*What the exercise asks*:
Render the lines below, from the line with "Isolate the badge on jersey sleeve." through the line with "[110,103,144,134]", as a Markdown table with the columns No. and Line, numbering each row and leaving out blank lines.

*Records*:
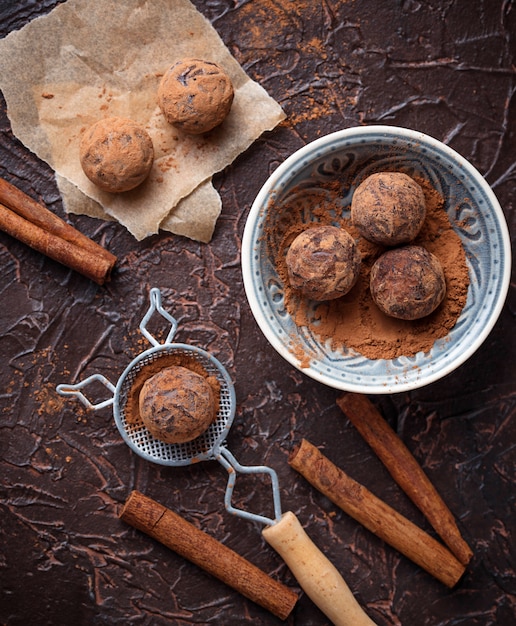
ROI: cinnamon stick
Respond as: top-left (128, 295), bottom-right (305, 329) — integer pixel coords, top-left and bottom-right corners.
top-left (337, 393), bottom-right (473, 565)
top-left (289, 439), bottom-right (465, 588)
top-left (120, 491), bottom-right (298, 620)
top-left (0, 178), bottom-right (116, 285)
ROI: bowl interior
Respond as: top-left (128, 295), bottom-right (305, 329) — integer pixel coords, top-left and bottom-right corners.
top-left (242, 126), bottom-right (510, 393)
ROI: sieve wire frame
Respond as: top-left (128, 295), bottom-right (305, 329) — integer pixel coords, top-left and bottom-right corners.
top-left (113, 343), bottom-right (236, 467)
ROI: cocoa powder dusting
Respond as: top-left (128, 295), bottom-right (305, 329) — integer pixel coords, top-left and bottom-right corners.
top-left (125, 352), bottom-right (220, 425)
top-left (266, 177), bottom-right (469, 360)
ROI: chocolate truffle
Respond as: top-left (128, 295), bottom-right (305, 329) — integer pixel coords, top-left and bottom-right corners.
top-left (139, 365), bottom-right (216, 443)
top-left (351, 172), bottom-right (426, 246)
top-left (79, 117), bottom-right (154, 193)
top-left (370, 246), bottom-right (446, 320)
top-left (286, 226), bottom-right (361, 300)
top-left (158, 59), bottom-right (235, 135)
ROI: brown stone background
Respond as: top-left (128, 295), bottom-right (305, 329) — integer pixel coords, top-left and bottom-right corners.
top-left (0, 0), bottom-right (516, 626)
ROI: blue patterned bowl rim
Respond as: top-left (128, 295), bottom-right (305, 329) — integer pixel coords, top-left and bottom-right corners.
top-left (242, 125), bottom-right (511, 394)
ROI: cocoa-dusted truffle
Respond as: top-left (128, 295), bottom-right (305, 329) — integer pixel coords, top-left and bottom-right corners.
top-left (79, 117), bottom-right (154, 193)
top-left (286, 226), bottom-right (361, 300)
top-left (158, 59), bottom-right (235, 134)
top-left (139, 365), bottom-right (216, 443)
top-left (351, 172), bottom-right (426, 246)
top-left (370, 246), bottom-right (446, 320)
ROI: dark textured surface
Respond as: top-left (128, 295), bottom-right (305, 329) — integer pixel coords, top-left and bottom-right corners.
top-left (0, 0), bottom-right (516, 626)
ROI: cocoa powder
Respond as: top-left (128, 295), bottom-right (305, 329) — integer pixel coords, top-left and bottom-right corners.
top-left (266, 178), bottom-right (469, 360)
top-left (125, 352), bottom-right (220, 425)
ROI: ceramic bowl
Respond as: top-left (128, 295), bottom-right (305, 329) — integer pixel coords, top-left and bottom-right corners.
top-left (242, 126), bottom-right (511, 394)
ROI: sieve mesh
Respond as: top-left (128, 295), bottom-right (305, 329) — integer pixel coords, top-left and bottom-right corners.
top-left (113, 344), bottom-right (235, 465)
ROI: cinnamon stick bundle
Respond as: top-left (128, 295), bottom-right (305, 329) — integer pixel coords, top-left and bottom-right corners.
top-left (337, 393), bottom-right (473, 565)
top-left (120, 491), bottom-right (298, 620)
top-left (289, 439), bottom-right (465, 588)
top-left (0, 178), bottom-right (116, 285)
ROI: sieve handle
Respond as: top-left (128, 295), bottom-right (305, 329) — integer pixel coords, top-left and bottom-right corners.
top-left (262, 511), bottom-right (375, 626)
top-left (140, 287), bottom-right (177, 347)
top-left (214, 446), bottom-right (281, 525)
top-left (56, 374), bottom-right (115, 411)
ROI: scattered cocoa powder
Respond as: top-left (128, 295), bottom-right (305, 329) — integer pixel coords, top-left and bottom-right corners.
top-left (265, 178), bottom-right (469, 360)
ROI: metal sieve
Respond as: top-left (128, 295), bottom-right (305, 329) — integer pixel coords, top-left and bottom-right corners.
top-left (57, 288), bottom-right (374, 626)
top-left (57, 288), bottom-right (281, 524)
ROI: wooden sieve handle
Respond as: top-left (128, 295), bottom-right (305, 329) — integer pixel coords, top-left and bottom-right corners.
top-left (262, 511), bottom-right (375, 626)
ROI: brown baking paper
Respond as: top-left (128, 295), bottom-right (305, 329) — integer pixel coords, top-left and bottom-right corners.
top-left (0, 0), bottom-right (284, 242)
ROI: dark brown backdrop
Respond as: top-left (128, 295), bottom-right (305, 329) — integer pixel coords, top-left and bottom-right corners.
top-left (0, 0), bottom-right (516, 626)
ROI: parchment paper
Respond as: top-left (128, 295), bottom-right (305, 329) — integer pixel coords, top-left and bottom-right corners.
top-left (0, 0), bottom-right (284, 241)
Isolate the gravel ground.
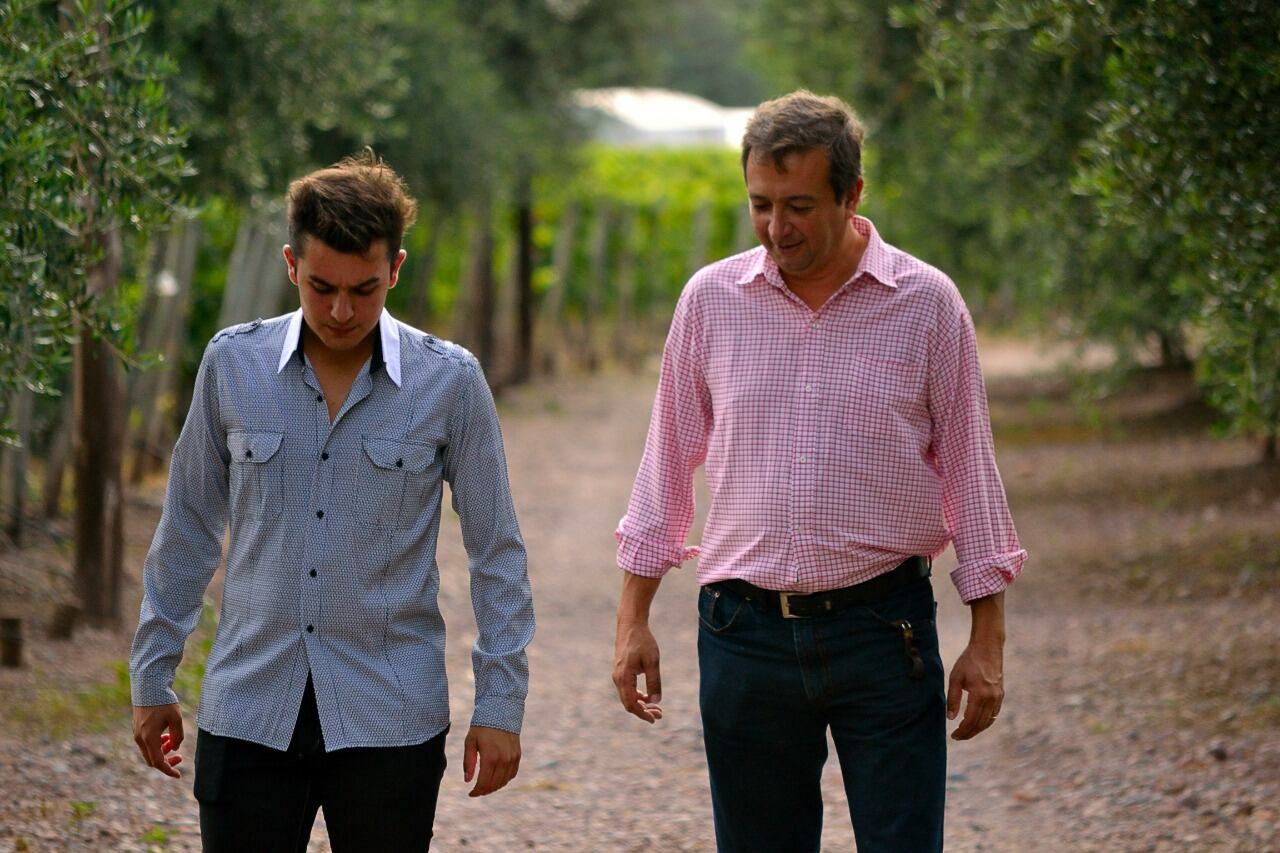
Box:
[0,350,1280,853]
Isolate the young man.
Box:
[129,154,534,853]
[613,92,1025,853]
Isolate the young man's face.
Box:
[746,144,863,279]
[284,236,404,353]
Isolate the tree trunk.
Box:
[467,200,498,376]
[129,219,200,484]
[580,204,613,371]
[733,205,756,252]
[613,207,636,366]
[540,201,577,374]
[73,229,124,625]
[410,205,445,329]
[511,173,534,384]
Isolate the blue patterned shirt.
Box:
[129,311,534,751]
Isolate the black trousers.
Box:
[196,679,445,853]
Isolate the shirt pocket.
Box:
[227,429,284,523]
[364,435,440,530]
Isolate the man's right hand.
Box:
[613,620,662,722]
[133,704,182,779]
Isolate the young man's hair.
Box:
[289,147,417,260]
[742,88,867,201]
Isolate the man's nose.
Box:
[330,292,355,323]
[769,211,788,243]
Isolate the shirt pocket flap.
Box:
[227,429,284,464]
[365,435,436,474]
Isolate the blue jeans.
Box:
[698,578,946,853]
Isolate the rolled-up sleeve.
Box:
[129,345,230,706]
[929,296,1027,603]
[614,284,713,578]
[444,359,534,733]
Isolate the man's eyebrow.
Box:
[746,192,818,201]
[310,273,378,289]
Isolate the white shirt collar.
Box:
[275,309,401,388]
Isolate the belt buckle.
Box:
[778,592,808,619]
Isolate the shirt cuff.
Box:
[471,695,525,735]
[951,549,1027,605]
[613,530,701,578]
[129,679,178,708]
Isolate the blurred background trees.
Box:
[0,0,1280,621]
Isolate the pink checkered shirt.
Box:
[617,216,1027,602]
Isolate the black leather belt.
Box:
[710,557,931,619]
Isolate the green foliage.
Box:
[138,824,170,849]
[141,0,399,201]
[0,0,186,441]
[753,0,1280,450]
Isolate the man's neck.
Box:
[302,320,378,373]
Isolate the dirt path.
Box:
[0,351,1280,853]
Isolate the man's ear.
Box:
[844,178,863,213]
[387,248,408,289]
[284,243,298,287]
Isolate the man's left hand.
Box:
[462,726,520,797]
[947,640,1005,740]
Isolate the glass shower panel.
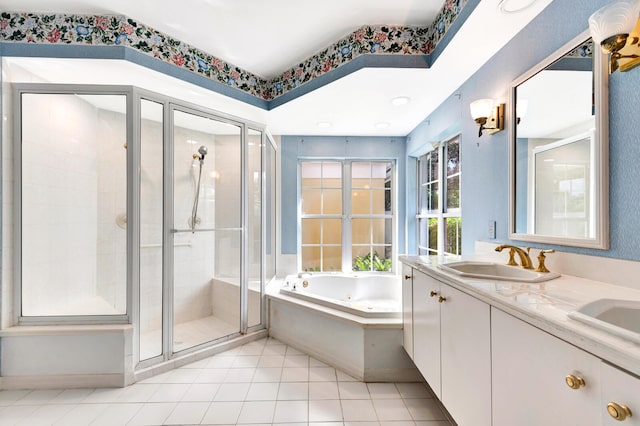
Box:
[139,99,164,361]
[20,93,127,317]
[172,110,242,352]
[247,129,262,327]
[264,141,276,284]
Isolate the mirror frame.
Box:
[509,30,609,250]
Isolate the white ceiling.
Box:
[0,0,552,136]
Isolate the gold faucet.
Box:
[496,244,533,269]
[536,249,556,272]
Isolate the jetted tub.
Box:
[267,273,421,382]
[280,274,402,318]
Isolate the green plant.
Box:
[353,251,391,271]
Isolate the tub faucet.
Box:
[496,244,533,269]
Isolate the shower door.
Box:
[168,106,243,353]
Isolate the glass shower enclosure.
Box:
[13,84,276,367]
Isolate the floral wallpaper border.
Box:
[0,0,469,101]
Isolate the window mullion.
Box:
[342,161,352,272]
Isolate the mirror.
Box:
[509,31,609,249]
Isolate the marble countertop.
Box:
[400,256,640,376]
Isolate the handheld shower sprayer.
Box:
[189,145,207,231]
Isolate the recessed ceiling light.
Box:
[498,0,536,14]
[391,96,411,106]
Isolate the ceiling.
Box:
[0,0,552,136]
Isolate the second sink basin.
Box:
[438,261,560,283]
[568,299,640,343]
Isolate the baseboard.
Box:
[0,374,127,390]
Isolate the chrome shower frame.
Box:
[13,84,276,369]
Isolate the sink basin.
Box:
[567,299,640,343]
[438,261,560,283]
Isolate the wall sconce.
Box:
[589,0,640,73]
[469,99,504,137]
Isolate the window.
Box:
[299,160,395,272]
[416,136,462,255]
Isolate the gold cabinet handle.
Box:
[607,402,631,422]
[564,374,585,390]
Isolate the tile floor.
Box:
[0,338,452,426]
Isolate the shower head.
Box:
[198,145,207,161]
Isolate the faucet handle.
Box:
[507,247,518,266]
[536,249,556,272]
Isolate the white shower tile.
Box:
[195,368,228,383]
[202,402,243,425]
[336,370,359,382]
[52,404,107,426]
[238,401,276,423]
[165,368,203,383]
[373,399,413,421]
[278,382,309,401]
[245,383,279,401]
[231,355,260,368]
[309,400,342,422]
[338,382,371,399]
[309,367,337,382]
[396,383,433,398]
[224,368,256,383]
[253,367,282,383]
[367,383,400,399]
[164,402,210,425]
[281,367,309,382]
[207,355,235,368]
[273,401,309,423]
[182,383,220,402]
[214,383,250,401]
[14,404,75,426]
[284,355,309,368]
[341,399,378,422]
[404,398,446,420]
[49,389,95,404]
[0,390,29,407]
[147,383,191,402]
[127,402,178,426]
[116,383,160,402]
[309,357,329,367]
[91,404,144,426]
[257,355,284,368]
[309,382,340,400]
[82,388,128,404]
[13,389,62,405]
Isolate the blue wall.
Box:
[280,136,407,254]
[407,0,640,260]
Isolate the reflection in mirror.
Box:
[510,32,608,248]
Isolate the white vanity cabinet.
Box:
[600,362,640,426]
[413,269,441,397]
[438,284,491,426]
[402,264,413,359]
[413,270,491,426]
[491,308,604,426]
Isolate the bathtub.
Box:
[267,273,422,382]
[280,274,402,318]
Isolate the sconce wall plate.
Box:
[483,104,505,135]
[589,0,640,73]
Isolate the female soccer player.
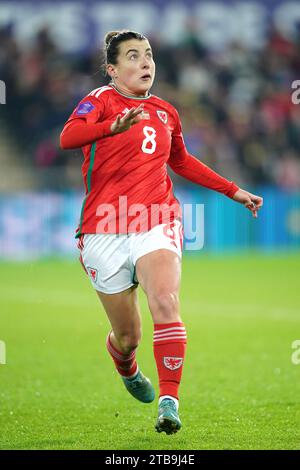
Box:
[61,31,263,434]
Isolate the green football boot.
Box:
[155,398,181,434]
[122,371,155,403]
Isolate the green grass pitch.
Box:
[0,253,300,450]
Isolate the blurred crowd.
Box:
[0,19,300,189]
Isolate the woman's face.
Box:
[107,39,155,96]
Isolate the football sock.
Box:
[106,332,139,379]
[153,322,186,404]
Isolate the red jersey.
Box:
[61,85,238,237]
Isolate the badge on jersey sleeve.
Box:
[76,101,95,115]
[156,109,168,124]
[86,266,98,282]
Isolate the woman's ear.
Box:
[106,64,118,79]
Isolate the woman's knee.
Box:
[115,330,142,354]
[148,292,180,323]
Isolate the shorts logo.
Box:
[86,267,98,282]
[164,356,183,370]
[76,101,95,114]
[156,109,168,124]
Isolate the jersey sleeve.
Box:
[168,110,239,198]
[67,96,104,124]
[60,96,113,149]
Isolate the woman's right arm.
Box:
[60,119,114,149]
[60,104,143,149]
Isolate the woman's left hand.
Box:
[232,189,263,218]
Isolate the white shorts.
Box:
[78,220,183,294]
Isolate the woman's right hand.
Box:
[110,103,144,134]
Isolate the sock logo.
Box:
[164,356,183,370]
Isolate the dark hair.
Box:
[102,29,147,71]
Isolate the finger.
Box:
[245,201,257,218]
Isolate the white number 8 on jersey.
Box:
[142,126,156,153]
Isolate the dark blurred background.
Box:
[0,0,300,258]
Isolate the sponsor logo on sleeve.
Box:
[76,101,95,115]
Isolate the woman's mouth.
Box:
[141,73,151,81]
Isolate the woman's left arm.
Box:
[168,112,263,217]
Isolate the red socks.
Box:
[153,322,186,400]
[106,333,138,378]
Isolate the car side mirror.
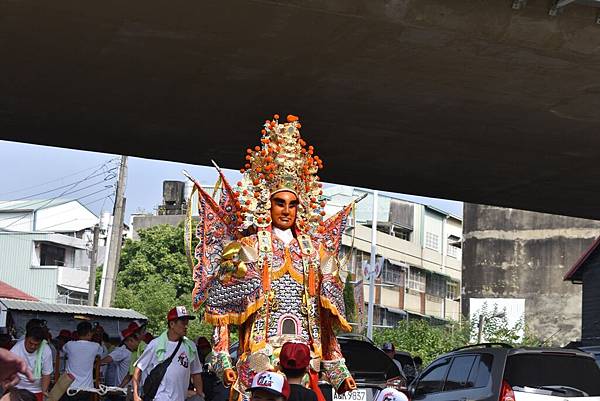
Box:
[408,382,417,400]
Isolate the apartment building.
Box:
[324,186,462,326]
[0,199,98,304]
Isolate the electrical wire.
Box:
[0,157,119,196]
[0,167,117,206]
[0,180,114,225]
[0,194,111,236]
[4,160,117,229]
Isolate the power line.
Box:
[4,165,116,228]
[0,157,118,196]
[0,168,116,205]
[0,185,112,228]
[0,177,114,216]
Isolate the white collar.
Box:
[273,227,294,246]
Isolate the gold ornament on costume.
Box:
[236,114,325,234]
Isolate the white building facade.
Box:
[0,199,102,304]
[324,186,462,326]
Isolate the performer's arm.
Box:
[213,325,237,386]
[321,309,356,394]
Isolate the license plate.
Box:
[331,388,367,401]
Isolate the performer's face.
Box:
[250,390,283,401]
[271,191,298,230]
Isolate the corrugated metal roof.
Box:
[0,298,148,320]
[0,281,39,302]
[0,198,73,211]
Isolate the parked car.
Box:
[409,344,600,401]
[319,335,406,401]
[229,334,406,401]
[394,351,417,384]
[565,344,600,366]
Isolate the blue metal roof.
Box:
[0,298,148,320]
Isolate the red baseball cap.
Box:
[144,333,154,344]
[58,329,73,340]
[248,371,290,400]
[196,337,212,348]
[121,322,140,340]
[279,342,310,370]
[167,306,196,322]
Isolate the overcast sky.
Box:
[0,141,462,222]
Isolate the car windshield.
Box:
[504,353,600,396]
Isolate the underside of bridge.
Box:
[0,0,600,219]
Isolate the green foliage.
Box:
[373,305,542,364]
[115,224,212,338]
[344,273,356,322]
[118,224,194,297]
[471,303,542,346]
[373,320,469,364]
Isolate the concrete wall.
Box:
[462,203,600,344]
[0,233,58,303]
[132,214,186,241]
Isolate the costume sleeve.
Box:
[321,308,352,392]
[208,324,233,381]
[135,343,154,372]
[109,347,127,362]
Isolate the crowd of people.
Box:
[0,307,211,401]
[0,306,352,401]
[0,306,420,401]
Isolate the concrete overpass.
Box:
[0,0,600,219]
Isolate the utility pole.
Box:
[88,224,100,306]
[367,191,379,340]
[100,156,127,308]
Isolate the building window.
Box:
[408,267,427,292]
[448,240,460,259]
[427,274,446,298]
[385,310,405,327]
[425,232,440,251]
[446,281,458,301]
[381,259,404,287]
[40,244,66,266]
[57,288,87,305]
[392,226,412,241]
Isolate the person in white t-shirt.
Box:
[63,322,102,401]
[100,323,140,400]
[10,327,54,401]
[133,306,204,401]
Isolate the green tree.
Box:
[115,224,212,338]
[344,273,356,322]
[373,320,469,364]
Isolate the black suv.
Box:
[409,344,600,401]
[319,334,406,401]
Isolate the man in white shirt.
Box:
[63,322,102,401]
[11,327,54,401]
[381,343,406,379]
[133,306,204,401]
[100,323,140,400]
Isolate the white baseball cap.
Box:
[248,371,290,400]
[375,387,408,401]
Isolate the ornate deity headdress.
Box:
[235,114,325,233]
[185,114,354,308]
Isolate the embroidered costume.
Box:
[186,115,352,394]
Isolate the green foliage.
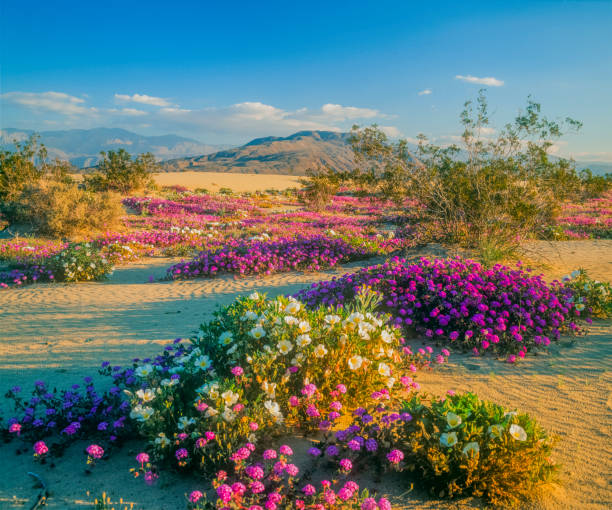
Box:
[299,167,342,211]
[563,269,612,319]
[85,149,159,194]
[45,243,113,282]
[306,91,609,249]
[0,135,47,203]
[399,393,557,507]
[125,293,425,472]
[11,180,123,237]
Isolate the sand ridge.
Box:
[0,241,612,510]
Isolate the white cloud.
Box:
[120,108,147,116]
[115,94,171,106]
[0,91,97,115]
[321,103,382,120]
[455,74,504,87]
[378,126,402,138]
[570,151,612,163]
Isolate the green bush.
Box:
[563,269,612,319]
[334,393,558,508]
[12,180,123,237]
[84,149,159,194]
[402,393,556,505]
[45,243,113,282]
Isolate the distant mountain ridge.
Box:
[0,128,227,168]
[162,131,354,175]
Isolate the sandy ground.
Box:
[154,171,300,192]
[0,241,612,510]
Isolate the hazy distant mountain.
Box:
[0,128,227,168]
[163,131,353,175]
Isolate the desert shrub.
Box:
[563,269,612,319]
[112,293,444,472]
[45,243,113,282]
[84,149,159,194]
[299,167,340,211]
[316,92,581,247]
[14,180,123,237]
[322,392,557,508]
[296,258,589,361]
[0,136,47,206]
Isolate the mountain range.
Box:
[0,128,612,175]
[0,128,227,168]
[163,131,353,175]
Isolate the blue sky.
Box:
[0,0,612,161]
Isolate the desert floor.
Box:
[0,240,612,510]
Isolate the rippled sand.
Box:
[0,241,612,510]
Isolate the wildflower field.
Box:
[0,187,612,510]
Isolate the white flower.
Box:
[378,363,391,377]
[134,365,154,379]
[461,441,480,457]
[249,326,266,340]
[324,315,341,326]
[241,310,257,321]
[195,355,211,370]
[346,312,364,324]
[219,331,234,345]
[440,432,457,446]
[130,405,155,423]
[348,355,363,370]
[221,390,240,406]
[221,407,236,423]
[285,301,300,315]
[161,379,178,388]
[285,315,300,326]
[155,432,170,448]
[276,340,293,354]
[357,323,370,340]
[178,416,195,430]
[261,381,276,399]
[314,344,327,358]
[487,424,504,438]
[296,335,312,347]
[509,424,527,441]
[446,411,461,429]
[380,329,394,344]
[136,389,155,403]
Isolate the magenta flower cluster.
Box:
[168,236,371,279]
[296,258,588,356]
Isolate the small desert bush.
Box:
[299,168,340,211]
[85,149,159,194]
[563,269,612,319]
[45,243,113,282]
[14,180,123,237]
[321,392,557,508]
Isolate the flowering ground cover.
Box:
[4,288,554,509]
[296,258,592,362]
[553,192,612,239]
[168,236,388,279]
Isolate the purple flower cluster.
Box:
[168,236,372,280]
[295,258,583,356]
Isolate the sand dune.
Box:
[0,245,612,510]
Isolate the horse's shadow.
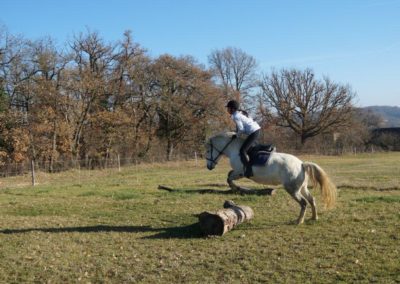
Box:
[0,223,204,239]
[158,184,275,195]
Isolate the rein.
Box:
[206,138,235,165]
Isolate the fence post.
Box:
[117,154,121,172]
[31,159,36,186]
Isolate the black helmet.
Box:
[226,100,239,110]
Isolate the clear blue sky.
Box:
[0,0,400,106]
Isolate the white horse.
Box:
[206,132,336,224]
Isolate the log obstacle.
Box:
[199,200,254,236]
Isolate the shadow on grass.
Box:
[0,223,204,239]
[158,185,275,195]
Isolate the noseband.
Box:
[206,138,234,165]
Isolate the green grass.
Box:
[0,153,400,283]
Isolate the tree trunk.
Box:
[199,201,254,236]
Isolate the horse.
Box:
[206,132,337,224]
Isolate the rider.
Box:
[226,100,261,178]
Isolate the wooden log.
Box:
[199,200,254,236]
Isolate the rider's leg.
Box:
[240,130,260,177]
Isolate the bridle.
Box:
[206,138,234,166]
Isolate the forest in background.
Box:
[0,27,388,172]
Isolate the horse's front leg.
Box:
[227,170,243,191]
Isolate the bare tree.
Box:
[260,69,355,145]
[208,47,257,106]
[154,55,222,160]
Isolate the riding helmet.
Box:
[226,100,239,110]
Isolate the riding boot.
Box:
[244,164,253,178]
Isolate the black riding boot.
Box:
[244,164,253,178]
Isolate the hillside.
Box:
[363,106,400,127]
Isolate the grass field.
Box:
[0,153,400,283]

*Result*:
| No. | Line |
|---|---|
| 1 | Isolate the badge on jersey sleeve. |
| 2 | Box: |
| 3 | [76,101,95,115] |
| 4 | [156,109,168,124] |
| 5 | [86,266,98,282] |
| 6 | Isolate the woman's ear. |
| 7 | Box: |
| 8 | [106,64,118,79] |
| 9 | Isolate the woman's knee. |
| 10 | Box: |
| 11 | [115,330,142,354] |
| 12 | [148,292,180,323] |
| 13 | Isolate the shorts logo. |
| 14 | Box: |
| 15 | [86,267,98,282] |
| 16 | [164,356,183,370] |
| 17 | [76,101,95,114] |
| 18 | [156,109,168,124] |
| 19 | Isolate the jersey sleeve. |
| 20 | Box: |
| 21 | [168,110,239,198] |
| 22 | [67,96,104,124] |
| 23 | [60,96,113,149] |
| 24 | Isolate the woman's right arm. |
| 25 | Box: |
| 26 | [60,119,114,149] |
| 27 | [60,104,143,149] |
| 28 | Isolate the woman's left hand. |
| 29 | Box: |
| 30 | [232,189,263,218] |
| 31 | Isolate the white shorts. |
| 32 | Box: |
| 33 | [78,220,183,294] |
| 34 | Isolate the woman's right hand. |
| 35 | Box: |
| 36 | [110,103,144,134] |